[Bloc de texte]
Jules de Goncourt, mort à trente-neuf ans, en 1870, était le charme même. Tous ceux qui l’approchèrent ont conservé mémoire de l’éclat et du prime-saut de son esprit, de son scepticisme léger, insouciant et gouailleur. Bien qu’il fût capable d’un effort de travail très soutenu, il donnait à la rêverie horizontale, dans le nimbe épais de la fumée du tabac, de longues heures méditatives. Plus jeune de huit ans que son frère Edmond, il était plus petit que lui de taille, rose et blanc ; de longues moustaches, blondes et fines, se cerclaient sur ses lèvres. Il incrustait fréquemment, dans l’arcade sourcilière de son œil gauche, un monocle qui lui donnait un semblant d’impertinence, quoiqu’il fût seulement curieux et intéressé. Dans l’œuvre commune, il apportait surtout l’imprévu et l’éclat, avec une aptitude au dialogue qui l’eût fait réussir au théâtre. Edmond, au contraire, était le travailleur tenace, le metteur en œuvre réfléchi, l’accoucheur à terme de la gestation commune. Gavarni, dans la suite des portraits qui a pour titre Messieurs du Feuilleton, a dessiné ses jeunes amis sur une même planche lithographique. Les deux profils donnent, de l’un et de l’autre, une idée exacte : Jules, fureteur en éveil, le regard braqué ; Edmond, un peu en arrière, méditatif et sérieux. Ainsi les voyait-on, quand ils sortaient, presque toujours ensemble, de par les rues : Jules allait devant, en éclaireur, à quatre pas d’Edmond.

[Données enregistrées]
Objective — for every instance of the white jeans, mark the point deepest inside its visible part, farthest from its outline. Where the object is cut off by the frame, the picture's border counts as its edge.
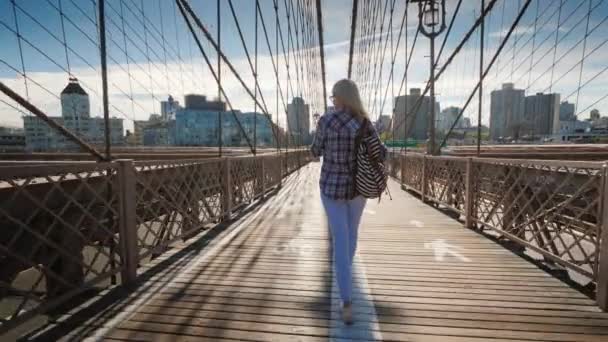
(344, 217)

[À produire]
Relevez, s'il vous plaît, toutes les personnes désignées par leur nom dans le texte sur les frères Goncourt.

[Solution]
Jules de Goncourt, Edmond, Gavarni